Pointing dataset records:
==*==
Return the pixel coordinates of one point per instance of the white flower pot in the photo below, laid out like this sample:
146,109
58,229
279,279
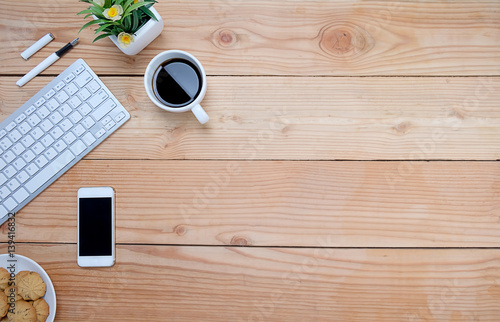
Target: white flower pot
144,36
==*==
Rewrite the listing with "white flower pot" changed to "ceramic planter" everywhere and everything else kept the same, omitting the pictures.

Return the pixel coordinates of one point per instance of the ceramic planter in the photo below, laid out like this sample:
146,109
58,229
279,279
Target: ceramic planter
144,36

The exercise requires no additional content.